══ ARTICOLO

Facebook e Luxottica si dicono pronte ad avviare, in collaborazione con l'Authority, iniziative di sensibilizzazione per un uso responsabile

Per quale motivo il Garante Privacy si è interessato agli smart glasses con la funzionalità integrata “Facebook View”, al punto di chiedere all’autorità di controllo irlandese – in quanto autorità di riferimento per Facebook – di investigare sulla conformità della tecnologia ai principi del GDPR? In particolare, nel comunicato, è stata posta in particolare evidenza l’esigenza di approfondire gli elementi della base giuridica per il trattamento di dati personali, le misure di tutela per le persone “occasionalmente riprese, in particolare i minori”, eventuali sistemi di anonimizzazione dei dati raccolti e le caratteristiche dell’assistente vocale integrato.

════
══ MATERIALE FORNITO

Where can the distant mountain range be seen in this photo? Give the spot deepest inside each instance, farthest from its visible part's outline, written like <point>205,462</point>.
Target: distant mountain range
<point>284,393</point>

════

OBIETTIVO: Restituisci parola per parola il brano dell'articolo sugli smart glasses che parte dalle parole "Facebook e Luxottica" e si chiude dopo "dell’assistente vocale integrato.".

SOLUZIONE:
Facebook e Luxottica si dicono pronte ad avviare, in collaborazione con l'Authority, iniziative di sensibilizzazione per un uso responsabile

Per quale motivo il Garante Privacy si è interessato agli smart glasses con la funzionalità integrata “Facebook View”, al punto di chiedere all’autorità di controllo irlandese – in quanto autorità di riferimento per Facebook – di investigare sulla conformità della tecnologia ai principi del GDPR? In particolare, nel comunicato, è stata posta in particolare evidenza l’esigenza di approfondire gli elementi della base giuridica per il trattamento di dati personali, le misure di tutela per le persone “occasionalmente riprese, in particolare i minori”, eventuali sistemi di anonimizzazione dei dati raccolti e le caratteristiche dell’assistente vocale integrato.